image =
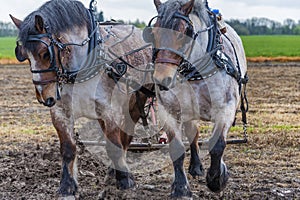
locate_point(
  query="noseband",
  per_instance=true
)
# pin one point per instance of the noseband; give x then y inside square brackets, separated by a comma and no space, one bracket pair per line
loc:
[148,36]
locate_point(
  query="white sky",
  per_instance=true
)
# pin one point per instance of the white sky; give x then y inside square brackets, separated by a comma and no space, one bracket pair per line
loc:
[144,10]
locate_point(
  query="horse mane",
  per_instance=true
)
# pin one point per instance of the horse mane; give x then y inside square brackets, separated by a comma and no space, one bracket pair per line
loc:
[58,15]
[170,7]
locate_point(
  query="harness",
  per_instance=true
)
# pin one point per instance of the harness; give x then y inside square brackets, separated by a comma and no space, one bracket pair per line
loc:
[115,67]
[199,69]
▬▬▬▬▬▬▬▬▬▬
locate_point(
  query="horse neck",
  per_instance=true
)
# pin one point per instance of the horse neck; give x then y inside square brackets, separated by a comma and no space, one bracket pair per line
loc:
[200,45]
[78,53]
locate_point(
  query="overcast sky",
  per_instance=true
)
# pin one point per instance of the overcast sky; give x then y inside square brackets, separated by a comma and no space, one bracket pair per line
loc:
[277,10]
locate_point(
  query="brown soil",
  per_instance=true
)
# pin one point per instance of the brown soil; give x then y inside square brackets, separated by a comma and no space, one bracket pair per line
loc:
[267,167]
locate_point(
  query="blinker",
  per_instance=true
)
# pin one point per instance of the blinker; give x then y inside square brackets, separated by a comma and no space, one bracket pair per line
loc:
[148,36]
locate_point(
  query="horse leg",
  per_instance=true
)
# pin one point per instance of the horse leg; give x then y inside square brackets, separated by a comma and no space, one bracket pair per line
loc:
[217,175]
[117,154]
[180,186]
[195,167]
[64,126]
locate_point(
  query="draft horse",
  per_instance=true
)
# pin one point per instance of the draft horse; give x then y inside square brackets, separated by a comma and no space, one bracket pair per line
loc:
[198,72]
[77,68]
▬▬▬▬▬▬▬▬▬▬
**WORK TO BE COMPLETED:** Wherever a line in the data above holds "blinker", copy that line.

**SOLUTION:**
  query="blinker",
# pin one point per instance of the blinker; give x then y inside square brackets, separated by a comma and no space, one bracket pair per line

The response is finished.